◆ Work order
Omit the pictures and output every entry below exactly as written.

(Data for processing Opens)

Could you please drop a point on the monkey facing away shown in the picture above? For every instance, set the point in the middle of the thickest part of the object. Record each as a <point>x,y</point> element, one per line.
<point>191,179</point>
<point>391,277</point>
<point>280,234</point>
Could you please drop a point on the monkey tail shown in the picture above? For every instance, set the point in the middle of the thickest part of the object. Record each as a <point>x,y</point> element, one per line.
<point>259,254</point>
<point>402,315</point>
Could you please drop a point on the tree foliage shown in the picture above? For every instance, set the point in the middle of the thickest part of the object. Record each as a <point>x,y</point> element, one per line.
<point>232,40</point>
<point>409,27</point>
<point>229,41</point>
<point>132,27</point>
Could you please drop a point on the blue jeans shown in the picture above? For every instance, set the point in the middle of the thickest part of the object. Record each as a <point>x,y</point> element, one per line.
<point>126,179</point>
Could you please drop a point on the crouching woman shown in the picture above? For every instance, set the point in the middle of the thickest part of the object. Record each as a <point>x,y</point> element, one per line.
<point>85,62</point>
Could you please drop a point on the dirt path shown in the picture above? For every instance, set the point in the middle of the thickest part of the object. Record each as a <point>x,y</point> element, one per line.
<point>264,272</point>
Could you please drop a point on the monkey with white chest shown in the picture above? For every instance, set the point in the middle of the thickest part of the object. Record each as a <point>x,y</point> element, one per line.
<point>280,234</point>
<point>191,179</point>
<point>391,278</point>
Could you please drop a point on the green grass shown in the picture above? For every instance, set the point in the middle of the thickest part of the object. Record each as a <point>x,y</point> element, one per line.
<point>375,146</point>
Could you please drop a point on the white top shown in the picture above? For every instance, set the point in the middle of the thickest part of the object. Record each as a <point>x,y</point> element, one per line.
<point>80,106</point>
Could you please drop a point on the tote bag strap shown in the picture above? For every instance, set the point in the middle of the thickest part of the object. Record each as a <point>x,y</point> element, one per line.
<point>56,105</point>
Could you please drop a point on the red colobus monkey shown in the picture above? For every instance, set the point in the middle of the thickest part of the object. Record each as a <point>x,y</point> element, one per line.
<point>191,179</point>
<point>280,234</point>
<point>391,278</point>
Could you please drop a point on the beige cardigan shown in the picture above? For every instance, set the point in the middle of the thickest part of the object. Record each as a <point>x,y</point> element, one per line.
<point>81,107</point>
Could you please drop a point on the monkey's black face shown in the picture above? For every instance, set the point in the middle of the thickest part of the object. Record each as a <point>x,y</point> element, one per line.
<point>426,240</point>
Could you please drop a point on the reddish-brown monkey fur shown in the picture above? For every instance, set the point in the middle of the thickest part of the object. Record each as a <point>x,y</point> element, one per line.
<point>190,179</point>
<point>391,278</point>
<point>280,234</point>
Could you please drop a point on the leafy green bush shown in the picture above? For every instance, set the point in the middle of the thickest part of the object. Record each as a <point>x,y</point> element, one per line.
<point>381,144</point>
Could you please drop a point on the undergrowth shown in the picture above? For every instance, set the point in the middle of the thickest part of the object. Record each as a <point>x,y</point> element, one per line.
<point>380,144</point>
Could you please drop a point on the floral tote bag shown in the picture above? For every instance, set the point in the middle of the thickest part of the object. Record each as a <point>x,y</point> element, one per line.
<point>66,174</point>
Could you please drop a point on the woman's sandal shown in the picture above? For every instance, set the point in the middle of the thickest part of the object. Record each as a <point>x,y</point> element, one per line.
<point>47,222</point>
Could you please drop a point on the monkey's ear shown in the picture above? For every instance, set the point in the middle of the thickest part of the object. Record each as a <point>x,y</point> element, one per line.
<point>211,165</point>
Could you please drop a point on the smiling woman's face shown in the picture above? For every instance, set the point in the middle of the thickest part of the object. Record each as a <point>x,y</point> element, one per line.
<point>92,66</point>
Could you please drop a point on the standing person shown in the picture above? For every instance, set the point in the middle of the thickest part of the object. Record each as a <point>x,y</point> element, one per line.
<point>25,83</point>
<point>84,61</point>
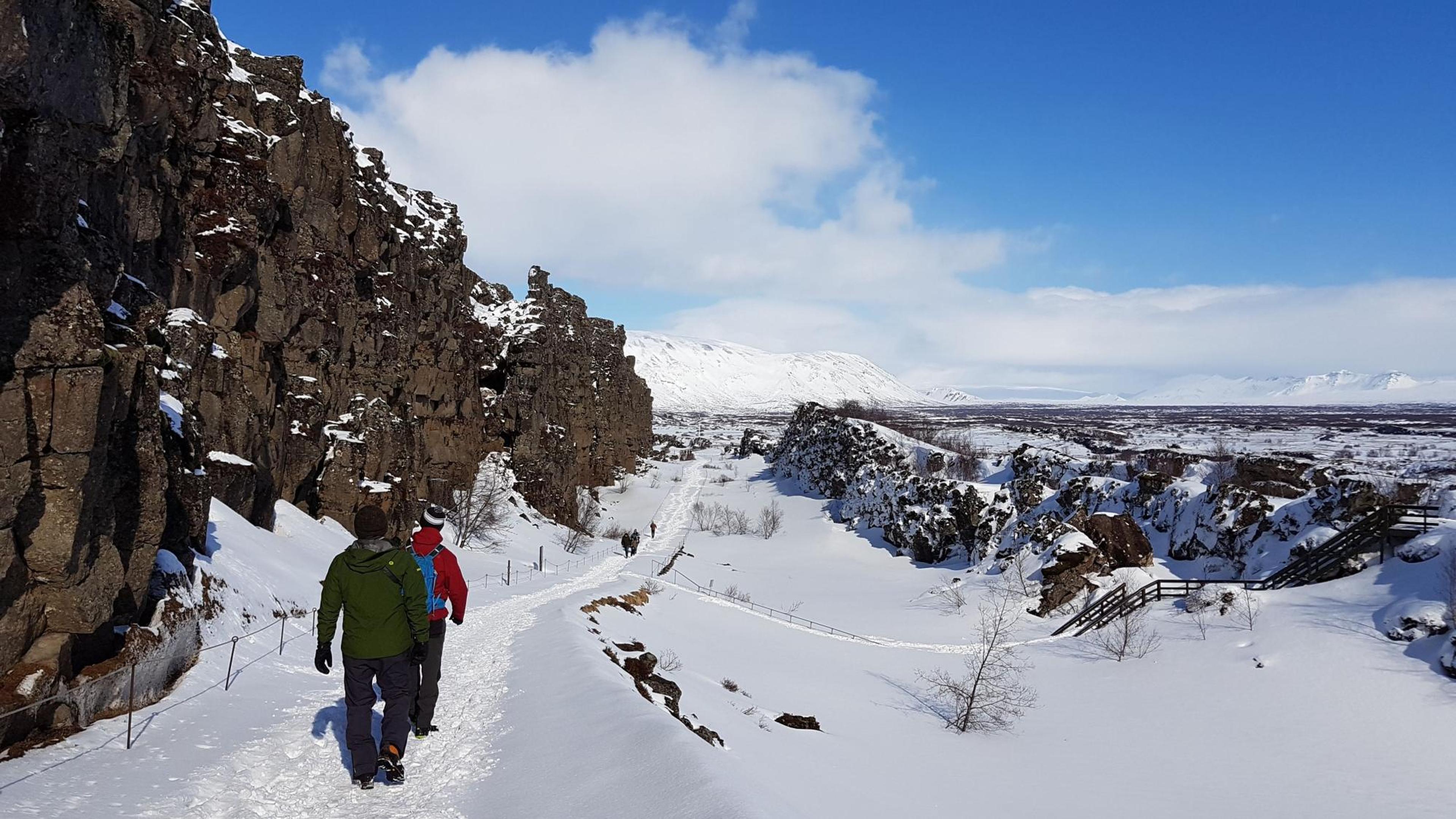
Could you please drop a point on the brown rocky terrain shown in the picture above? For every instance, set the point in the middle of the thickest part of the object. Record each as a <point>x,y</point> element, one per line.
<point>212,290</point>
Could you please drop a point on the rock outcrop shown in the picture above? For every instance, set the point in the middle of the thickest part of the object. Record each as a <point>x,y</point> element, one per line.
<point>212,290</point>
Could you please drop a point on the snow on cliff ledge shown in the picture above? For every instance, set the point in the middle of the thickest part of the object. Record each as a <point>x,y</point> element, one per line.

(Data for processing Closes)

◆ Written answer
Could you please drop a point on the monkey facing away shown in the picture above? For every instance, set the point in the middle of the thickest part of the object. Record each as a <point>x,y</point> element, one per line.
<point>191,179</point>
<point>391,277</point>
<point>280,234</point>
Could you please drop a point on the monkey tail shown in the picture above? For every instance, set the point in the middle of the thickest part of the object. Record each as a <point>x,y</point> element, one per line.
<point>259,254</point>
<point>402,315</point>
Could you please drop a point on the tree foliage shown in the picture above? For every instance, set the point in the middle of the thickest part of the object. Record each as a <point>x,y</point> element, one per line.
<point>232,40</point>
<point>409,27</point>
<point>229,41</point>
<point>132,27</point>
Could you please drop a point on the blue jeans shown in the picture above? For every instance, set the point in the middle of the thickest part of the object. Record each as a <point>x,y</point> element, one per line.
<point>126,179</point>
Could you please drop a point on the crouching woman shown in the picture above? For every instance, set the point in the middle of the thickest part of the object. Record each as a <point>x,y</point> element, one per line.
<point>85,62</point>
Could you please drop a point on the dirt path shown in the picture above? For every instance, set the point in the middle of the thickest part of the object. Record each as a <point>x,y</point> element, one per line.
<point>264,272</point>
Could you please drop a point on the monkey with white chest shown in the picture above? For every instance, set the point in the middle of the thickest part of the object. Record each as a <point>x,y</point> element, one per line.
<point>280,234</point>
<point>191,179</point>
<point>391,278</point>
Could you please drop a point on the green grass shown in the picture above? For every instance, set the point in the middle of the thickest part of the object. Record each as a <point>x,y</point> element, one per line.
<point>375,146</point>
Could you please drop a point on the white top shown in the picture above? For every instance, set the point in the middle of the thickest part of the object. Record each as a <point>x,y</point> element, one per line.
<point>80,106</point>
Could you please drop a point on the tote bag strap shown in the picture above? For every instance, set the point in the middle of the thickest part of the object. Record each as a <point>x,y</point> element, one per line.
<point>56,105</point>
Could you please drop a point on the red colobus monkey shown in the picture above? For every instance, set the point in the middle of the thickest part of the object. Record each as a <point>x,y</point> element, one per line.
<point>191,179</point>
<point>280,234</point>
<point>391,278</point>
Could you please drop a point on the beige cardigan shown in the picture above? For every instance, set the point in the middle of the thickest part of the object. Record each as a <point>x,y</point> element, one per line.
<point>81,107</point>
Could you please drop a point on the monkey's black face shown in the picture above? For every instance, set the point in the middle of the thickest part of the object. Record each as a <point>x,y</point> element, one per line.
<point>426,240</point>
Could you please drop a point on the reddish-brown monkey fur shown in the picture above? For every instance, set the point in the middle of the thickest part of the object. Record each as a <point>x,y</point> element, one per line.
<point>190,179</point>
<point>391,278</point>
<point>280,234</point>
Could you please drop a point on the leafy green bush shown in the picture above? For every instance, set the point in the middle of the thickest part of the object. Record each as a <point>x,y</point> element, one per line.
<point>381,144</point>
Could you please drop a point on the undergrowth shown in the picture above? For every instance, set the point in the middle of the thickest part of the object. Record each as a <point>x,y</point> element, one per line.
<point>380,144</point>
Could you please drop a point on the floral tote bag shown in the picture above? For every instance, set the point in the middle of the thickest part of the object. Record each as a <point>x,y</point> element, one per line.
<point>66,174</point>
Could you please drop a point on the woman's sandal shown in the picture above? For every instance, set the point in the middle of the thickest part of the object. Record each as a <point>x,y</point> element, one per line.
<point>47,222</point>
Could you please drop a point on the monkey's ear shown in the picture above? For every instance, set the point in the middle of the thickest part of the object. Record each as a <point>x,y</point> element, one per line.
<point>211,165</point>
Could you please drop a point on the smiling woman's face shown in the picture above? For every instance, set the point in the middle of the thickest part of the object. Record each as a <point>x,y</point> element, one per line.
<point>92,66</point>
Could you please drop a point on the standing person shown in the picture above? For every instance, set the point in the middle of the thickest part of the object. Record each as a <point>x,y</point> element, one per line.
<point>25,83</point>
<point>84,61</point>
Could you please drop a point on the brown rocky terrain shown in the picture above? For every instance, set the point in the middle of the thickest part of the object. Record each as a <point>x,y</point> element, one per line.
<point>212,290</point>
Could you please drop a point on the rock outcrop shown in the picture above? For every instance, set the point in the middle of the thickest part of the object. Record each as a <point>x,y</point> element, one per line.
<point>212,290</point>
Could you please drop a point on the snow on cliff ledge shown in the picture above? For every instance, set the point in the middle of the thickest part of the object. Record each as a <point>x,y</point> element, one per line.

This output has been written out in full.